* [What the task asks]: Switch "rough mask" to "coarse mask" in the lines from the start of the data excerpts through the line with "box: [0, 206, 449, 306]", and give only those lines back with nothing else altered. Leave the pictures out.

Data excerpts
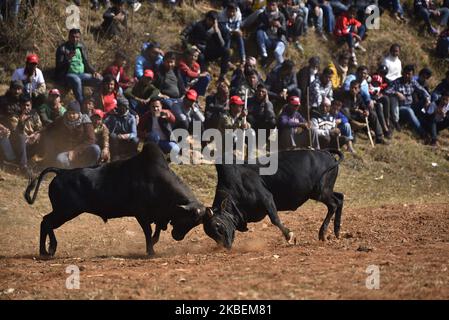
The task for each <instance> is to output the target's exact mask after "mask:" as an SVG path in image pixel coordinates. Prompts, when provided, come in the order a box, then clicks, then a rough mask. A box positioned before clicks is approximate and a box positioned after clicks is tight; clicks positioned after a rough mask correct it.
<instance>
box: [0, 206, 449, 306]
mask: <svg viewBox="0 0 449 320" xmlns="http://www.w3.org/2000/svg"><path fill="white" fill-rule="evenodd" d="M28 213H30V211H28ZM14 215H16V216H15V217H14ZM324 215H325V208H324V207H323V206H319V205H316V206H313V207H312V208H309V207H307V209H300V210H298V211H297V212H295V213H283V214H281V219H282V220H283V221H284V222H285V224H286V225H287V226H288V227H289V228H291V229H292V230H293V231H294V232H295V233H296V234H297V235H298V239H299V244H298V245H297V246H288V245H287V244H286V243H285V241H284V239H283V237H282V236H281V233H280V231H279V230H278V229H277V228H275V227H274V226H272V225H271V223H270V222H269V220H268V219H265V220H264V221H262V222H260V223H256V224H250V225H249V227H250V231H249V232H246V233H237V234H236V240H235V242H234V247H233V249H232V250H230V251H227V250H225V249H222V248H219V247H217V245H216V244H215V243H214V242H213V241H212V240H211V239H209V238H208V237H207V236H206V235H205V234H204V232H203V230H202V227H201V226H200V227H197V228H195V229H194V230H193V231H192V232H191V233H189V235H188V236H187V237H186V238H185V239H184V240H183V241H181V242H176V241H174V240H173V239H171V236H170V234H169V232H165V233H163V234H162V236H161V241H160V242H159V243H158V244H157V245H156V247H155V250H156V257H155V258H152V259H147V258H146V257H145V256H144V255H143V254H144V252H145V244H144V236H143V233H142V231H141V230H140V227H139V226H138V224H137V223H136V222H135V221H134V220H133V219H119V220H115V221H111V222H108V223H107V224H104V223H103V222H102V221H101V220H100V219H99V218H96V217H94V216H92V215H87V214H84V215H82V216H80V217H78V218H77V219H75V220H73V221H71V222H69V223H67V224H66V225H64V226H62V227H61V228H60V229H58V230H57V231H56V236H57V238H58V241H59V244H58V251H57V253H56V257H55V258H54V259H51V260H47V261H45V260H40V259H39V258H38V257H37V250H38V232H39V223H40V217H39V216H35V215H34V216H33V215H31V214H30V216H29V217H28V218H27V219H26V223H16V224H8V228H5V224H1V234H2V236H1V238H0V299H48V298H53V299H67V298H68V299H75V298H76V299H78V298H81V299H352V298H359V299H405V298H408V299H449V270H448V268H449V233H448V230H449V204H448V203H443V204H428V205H422V204H420V205H387V206H381V207H379V208H354V209H352V208H351V209H346V210H344V211H343V224H342V234H341V237H340V239H335V237H334V236H333V234H332V232H331V229H332V226H330V228H329V231H328V240H327V241H326V242H320V241H319V240H318V229H319V227H320V224H321V222H322V219H323V217H324ZM0 218H1V221H2V222H5V221H8V220H9V219H14V220H17V221H19V222H20V220H22V219H20V218H23V217H22V214H21V213H20V212H17V211H16V210H12V211H9V210H8V211H7V212H6V211H1V210H0ZM168 231H170V230H168ZM72 264H73V265H76V266H78V267H79V268H80V270H81V274H80V289H79V290H68V289H66V287H65V283H66V278H67V277H68V276H69V274H67V273H66V272H65V271H66V267H67V266H69V265H72ZM370 265H375V266H378V267H379V268H380V289H379V290H369V289H367V288H366V286H365V282H366V279H367V277H368V276H369V274H368V273H367V267H368V266H370Z"/></svg>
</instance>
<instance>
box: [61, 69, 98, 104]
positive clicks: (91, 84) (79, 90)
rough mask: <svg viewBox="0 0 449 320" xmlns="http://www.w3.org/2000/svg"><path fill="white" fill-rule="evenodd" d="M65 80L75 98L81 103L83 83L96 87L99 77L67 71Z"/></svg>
mask: <svg viewBox="0 0 449 320" xmlns="http://www.w3.org/2000/svg"><path fill="white" fill-rule="evenodd" d="M66 81H67V83H68V85H69V86H70V88H71V89H72V90H73V94H74V95H75V99H76V100H77V101H78V102H79V103H80V104H83V100H84V95H83V85H86V86H88V87H98V86H99V85H100V82H101V80H100V79H96V78H94V77H93V75H91V74H90V73H80V74H76V73H67V75H66Z"/></svg>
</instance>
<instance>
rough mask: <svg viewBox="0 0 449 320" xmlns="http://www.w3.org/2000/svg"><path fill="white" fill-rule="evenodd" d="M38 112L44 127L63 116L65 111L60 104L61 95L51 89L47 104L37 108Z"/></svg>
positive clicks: (52, 89) (48, 95) (58, 90)
mask: <svg viewBox="0 0 449 320" xmlns="http://www.w3.org/2000/svg"><path fill="white" fill-rule="evenodd" d="M38 111H39V116H40V117H41V121H42V124H43V125H44V126H47V125H49V124H50V123H53V122H54V121H55V120H56V119H57V118H59V117H62V116H63V115H64V113H65V112H66V109H65V107H64V105H63V104H62V102H61V93H60V92H59V90H58V89H51V90H50V91H49V92H48V98H47V102H46V103H44V104H43V105H41V106H39V108H38Z"/></svg>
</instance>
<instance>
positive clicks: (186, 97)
mask: <svg viewBox="0 0 449 320" xmlns="http://www.w3.org/2000/svg"><path fill="white" fill-rule="evenodd" d="M197 98H198V93H196V91H195V90H193V89H189V90H187V92H186V99H188V100H191V101H196V99H197Z"/></svg>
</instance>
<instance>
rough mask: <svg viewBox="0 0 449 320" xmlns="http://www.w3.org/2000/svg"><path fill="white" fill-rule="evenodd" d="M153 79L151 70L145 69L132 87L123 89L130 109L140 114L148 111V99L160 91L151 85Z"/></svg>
mask: <svg viewBox="0 0 449 320" xmlns="http://www.w3.org/2000/svg"><path fill="white" fill-rule="evenodd" d="M153 79H154V72H153V70H150V69H146V70H145V71H144V72H143V76H142V78H140V79H139V81H138V82H137V83H136V84H135V85H134V87H129V88H128V89H126V91H125V97H126V98H128V100H129V104H130V107H131V109H132V110H134V111H136V112H137V113H138V114H139V115H140V116H142V115H144V114H145V112H147V111H148V105H149V103H150V100H151V99H153V98H156V97H159V94H160V91H159V89H158V88H156V87H155V86H154V85H153Z"/></svg>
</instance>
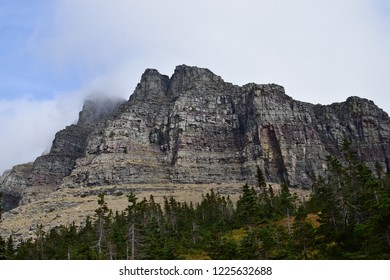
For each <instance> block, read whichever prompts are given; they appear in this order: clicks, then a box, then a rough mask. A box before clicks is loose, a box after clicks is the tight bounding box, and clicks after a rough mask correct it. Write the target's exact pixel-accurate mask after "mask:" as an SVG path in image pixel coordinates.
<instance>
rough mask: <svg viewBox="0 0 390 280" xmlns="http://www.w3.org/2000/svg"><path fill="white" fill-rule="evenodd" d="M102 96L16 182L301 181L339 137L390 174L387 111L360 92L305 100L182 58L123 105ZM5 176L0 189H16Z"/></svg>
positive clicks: (323, 155) (249, 181)
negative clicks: (261, 169) (339, 100)
mask: <svg viewBox="0 0 390 280" xmlns="http://www.w3.org/2000/svg"><path fill="white" fill-rule="evenodd" d="M102 100H104V99H100V101H99V100H98V101H96V100H94V99H91V100H88V101H86V103H85V105H84V108H83V110H82V111H81V112H80V116H79V121H78V123H77V124H76V125H71V126H69V127H67V128H65V129H64V130H62V131H60V132H58V133H57V134H56V137H55V139H54V141H53V145H52V148H51V151H50V153H49V154H47V155H44V156H42V157H39V158H38V159H37V160H36V161H35V162H34V164H33V165H32V166H30V167H29V168H30V169H28V171H26V172H25V173H23V174H24V175H23V176H19V175H18V176H16V175H15V176H16V177H17V178H18V179H15V180H19V181H20V182H23V183H22V184H20V186H23V187H22V188H30V187H31V186H35V189H34V193H36V187H37V186H38V187H39V186H40V187H42V188H46V189H49V190H55V189H56V188H58V187H60V188H78V187H88V186H104V185H121V184H135V183H137V184H148V183H150V184H159V183H161V184H165V183H175V184H187V183H188V184H210V183H245V182H248V183H254V181H255V172H256V167H257V166H260V168H261V169H262V170H263V172H264V174H265V176H266V178H267V180H268V181H269V182H275V183H280V182H283V181H284V182H288V183H289V184H290V186H297V187H301V188H309V187H310V184H311V182H312V176H313V175H316V176H319V175H324V174H326V168H327V166H326V157H327V155H329V154H333V155H339V154H340V153H341V142H342V140H343V139H347V140H349V141H350V142H351V143H352V147H353V148H354V149H356V150H357V151H358V156H359V157H360V158H361V159H363V160H365V161H366V162H367V163H368V165H369V166H370V167H372V168H374V165H375V162H379V163H380V164H381V165H382V166H383V167H384V169H385V170H386V171H387V172H388V173H389V172H390V118H389V116H388V114H387V113H385V112H384V111H383V110H381V109H380V108H378V107H377V106H376V105H375V104H374V103H373V102H372V101H369V100H366V99H362V98H359V97H350V98H348V99H347V100H346V101H345V102H342V103H334V104H332V105H327V106H323V105H313V104H309V103H304V102H300V101H296V100H294V99H292V98H291V97H289V96H287V95H286V94H285V92H284V88H283V87H282V86H279V85H275V84H264V85H258V84H253V83H250V84H247V85H244V86H236V85H233V84H230V83H227V82H224V81H223V79H222V78H221V77H219V76H217V75H215V74H213V73H212V72H211V71H210V70H208V69H202V68H197V67H189V66H185V65H182V66H178V67H177V68H176V69H175V72H174V74H173V75H172V77H171V78H169V77H168V76H166V75H161V74H160V73H159V72H158V71H157V70H152V69H148V70H146V71H145V73H144V74H143V75H142V78H141V81H140V83H139V84H138V85H137V87H136V89H135V91H134V93H133V94H132V95H131V96H130V99H129V100H128V101H127V102H119V101H115V102H114V101H112V102H107V101H102ZM11 173H12V172H11ZM7 174H8V175H7ZM7 174H5V175H3V177H2V181H1V182H2V189H7V190H15V193H17V195H15V197H18V195H19V196H22V194H23V191H20V189H18V187H16V184H14V183H11V182H12V180H13V179H9V178H16V177H15V176H14V175H12V176H14V177H12V176H11V177H10V173H7ZM7 176H8V177H7ZM5 178H8V179H5ZM8 193H10V191H8ZM24 193H28V192H24ZM25 201H28V200H25ZM11 204H12V203H9V205H11ZM12 205H15V203H14V204H12ZM8 208H10V207H8Z"/></svg>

* [Answer box]:
The task for each <instance> is to output the target's exact mask after "mask:" as an SVG path in image pixel coordinates. Prompts, when provided, come in the order a box, then clicks, then a coarse mask. A box positioned before clicks is approximate and a box positioned after clicks is tight; clicks positioned after a coarse mask correct it.
<instance>
box: [0, 206, 449, 306]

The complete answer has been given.